Swap every "even-odd" in the records below for "nonzero" and copy the records out again with nothing else altered.

— BEGIN DATA ENTRIES —

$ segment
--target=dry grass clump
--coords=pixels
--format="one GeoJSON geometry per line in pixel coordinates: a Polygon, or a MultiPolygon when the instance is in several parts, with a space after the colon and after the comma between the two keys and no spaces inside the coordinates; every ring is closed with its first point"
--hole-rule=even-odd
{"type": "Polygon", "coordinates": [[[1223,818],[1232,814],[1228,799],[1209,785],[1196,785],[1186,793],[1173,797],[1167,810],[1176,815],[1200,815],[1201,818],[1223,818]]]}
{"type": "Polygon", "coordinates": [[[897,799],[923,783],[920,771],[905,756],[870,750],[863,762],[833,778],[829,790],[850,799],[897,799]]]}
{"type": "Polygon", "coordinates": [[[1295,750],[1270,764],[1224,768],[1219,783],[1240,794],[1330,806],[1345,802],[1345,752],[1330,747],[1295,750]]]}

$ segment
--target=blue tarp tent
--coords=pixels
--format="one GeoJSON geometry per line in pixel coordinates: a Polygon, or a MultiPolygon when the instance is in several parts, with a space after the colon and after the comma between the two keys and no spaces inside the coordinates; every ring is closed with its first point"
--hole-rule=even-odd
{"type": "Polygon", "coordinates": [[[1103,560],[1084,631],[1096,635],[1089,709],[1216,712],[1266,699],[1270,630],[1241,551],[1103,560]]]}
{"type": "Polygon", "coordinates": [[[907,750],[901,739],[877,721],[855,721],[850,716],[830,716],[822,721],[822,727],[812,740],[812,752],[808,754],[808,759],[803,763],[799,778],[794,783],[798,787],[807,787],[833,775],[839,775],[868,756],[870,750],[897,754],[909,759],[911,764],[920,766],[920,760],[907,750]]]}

— END DATA ENTRIES —

- **FINAL RESULT**
$ segment
--target=dry grass clump
--coords=pixels
--format="one GeoJSON geometry per line in pixel coordinates: a Polygon, or a MultiPolygon when the instance is in several parts, with a space after the colon and after the comma between the two keys and no spaces inside the coordinates; every ring is closed with its first point"
--hole-rule=nonzero
{"type": "Polygon", "coordinates": [[[1223,818],[1232,814],[1228,799],[1209,785],[1196,785],[1186,793],[1173,797],[1167,810],[1176,815],[1200,815],[1201,818],[1223,818]]]}
{"type": "Polygon", "coordinates": [[[897,799],[923,783],[920,771],[905,756],[870,750],[863,762],[833,778],[829,790],[850,799],[897,799]]]}
{"type": "Polygon", "coordinates": [[[1295,750],[1270,764],[1224,768],[1219,783],[1240,794],[1330,806],[1345,802],[1345,752],[1330,747],[1295,750]]]}

$ segment
--target=blue tarp tent
--coords=pixels
--format="one GeoJSON geometry per line in pixel coordinates: a Polygon, or a MultiPolygon when the instance is in several parts, with a space after the colon and after the comma between the two keys and no spaces inside the coordinates; every ring is closed with its first point"
--hole-rule=nonzero
{"type": "Polygon", "coordinates": [[[1103,560],[1084,631],[1096,635],[1089,709],[1216,712],[1266,699],[1270,630],[1241,551],[1103,560]]]}
{"type": "Polygon", "coordinates": [[[907,750],[901,739],[877,721],[855,721],[850,716],[830,716],[822,721],[822,727],[812,740],[812,752],[808,754],[808,759],[803,763],[799,778],[794,783],[798,787],[807,787],[833,775],[839,775],[868,756],[870,750],[897,754],[909,759],[911,764],[920,766],[920,760],[907,750]]]}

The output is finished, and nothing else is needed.